→ **Task details**:
The word "coat" appears in some lines of the records below; state how many lines, and nothing else.

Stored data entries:

####################

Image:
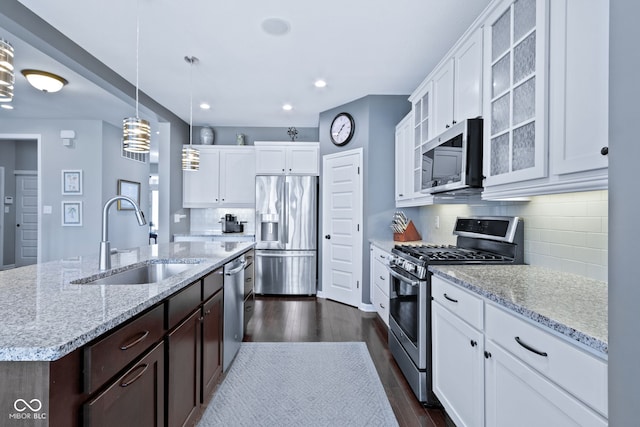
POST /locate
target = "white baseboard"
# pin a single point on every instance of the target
(367, 307)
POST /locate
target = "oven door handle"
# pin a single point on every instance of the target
(403, 278)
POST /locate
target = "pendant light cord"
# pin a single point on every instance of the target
(137, 51)
(191, 101)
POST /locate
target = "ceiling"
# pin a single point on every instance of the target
(360, 47)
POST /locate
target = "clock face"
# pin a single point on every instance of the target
(342, 129)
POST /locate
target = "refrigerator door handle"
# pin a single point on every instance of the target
(287, 200)
(281, 254)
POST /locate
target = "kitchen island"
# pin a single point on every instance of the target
(52, 331)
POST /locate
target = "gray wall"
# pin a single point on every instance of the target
(624, 211)
(20, 21)
(376, 117)
(95, 151)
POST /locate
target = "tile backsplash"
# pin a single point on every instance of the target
(207, 220)
(565, 232)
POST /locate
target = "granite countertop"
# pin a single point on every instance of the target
(44, 316)
(572, 305)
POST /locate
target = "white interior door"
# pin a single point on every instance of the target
(26, 219)
(341, 227)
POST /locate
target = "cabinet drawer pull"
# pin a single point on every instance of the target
(449, 298)
(141, 369)
(138, 340)
(531, 349)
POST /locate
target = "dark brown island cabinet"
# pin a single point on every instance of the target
(158, 369)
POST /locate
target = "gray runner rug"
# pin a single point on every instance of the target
(300, 384)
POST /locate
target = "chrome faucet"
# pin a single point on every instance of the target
(105, 246)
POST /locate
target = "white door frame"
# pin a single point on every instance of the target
(2, 206)
(38, 138)
(357, 250)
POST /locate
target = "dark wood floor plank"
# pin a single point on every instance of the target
(313, 319)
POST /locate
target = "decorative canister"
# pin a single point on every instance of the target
(206, 136)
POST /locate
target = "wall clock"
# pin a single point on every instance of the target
(342, 128)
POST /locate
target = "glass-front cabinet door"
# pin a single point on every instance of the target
(422, 113)
(515, 143)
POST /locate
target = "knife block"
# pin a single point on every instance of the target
(408, 235)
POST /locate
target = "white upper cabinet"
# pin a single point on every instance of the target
(515, 84)
(287, 158)
(546, 101)
(579, 96)
(408, 165)
(443, 98)
(457, 85)
(226, 178)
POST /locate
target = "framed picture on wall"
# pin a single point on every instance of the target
(71, 182)
(130, 189)
(71, 214)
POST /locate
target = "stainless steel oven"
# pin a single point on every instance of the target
(409, 322)
(480, 240)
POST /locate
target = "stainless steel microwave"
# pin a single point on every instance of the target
(453, 160)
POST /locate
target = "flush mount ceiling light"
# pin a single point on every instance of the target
(6, 71)
(276, 26)
(190, 156)
(44, 80)
(136, 132)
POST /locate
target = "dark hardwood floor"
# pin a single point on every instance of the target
(314, 319)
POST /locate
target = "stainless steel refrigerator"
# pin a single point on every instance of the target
(286, 261)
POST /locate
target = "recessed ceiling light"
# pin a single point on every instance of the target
(276, 26)
(44, 80)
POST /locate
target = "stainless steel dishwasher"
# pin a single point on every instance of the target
(233, 310)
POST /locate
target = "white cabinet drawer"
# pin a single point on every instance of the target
(381, 277)
(379, 254)
(465, 305)
(580, 373)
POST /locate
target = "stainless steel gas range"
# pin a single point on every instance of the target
(480, 240)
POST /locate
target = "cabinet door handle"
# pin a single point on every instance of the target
(138, 340)
(141, 369)
(450, 299)
(531, 349)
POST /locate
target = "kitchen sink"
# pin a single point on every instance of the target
(152, 272)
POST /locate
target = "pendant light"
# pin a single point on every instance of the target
(136, 132)
(6, 71)
(190, 155)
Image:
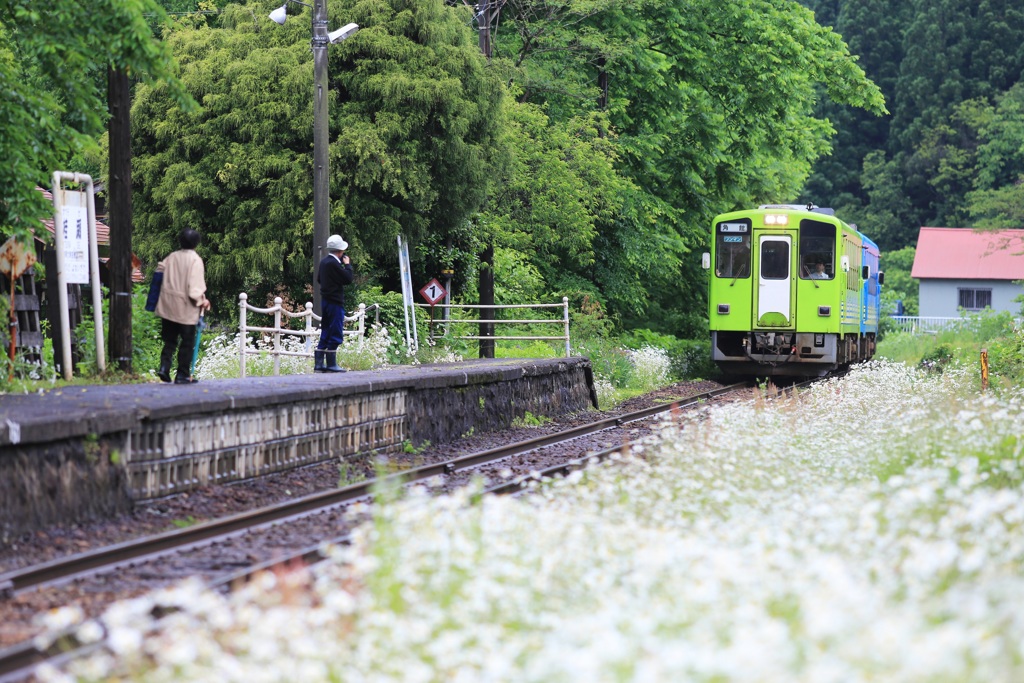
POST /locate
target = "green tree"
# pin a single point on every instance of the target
(712, 108)
(873, 31)
(53, 60)
(414, 114)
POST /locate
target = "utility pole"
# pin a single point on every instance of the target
(322, 176)
(488, 10)
(119, 210)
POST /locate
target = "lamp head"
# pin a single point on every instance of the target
(344, 32)
(280, 14)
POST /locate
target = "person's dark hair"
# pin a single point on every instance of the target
(188, 239)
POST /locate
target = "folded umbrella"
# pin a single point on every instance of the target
(199, 336)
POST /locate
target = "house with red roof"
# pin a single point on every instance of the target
(963, 268)
(103, 245)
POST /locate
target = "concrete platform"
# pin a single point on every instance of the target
(92, 451)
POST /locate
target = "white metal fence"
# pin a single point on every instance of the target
(280, 313)
(563, 322)
(927, 325)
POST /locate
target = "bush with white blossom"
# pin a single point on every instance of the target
(651, 368)
(869, 528)
(220, 358)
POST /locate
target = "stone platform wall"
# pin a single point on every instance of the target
(86, 453)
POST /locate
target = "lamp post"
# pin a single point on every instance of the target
(322, 189)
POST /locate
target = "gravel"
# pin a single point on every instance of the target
(17, 612)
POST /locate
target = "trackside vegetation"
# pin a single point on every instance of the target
(865, 529)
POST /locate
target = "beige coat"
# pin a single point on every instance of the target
(183, 290)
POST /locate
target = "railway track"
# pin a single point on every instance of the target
(16, 663)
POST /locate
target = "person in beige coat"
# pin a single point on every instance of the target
(182, 298)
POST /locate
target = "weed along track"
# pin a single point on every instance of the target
(221, 544)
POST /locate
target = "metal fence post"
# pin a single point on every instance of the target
(565, 309)
(309, 326)
(242, 334)
(984, 369)
(276, 336)
(363, 323)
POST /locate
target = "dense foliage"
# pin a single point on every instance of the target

####################

→ **Answer to the problem**:
2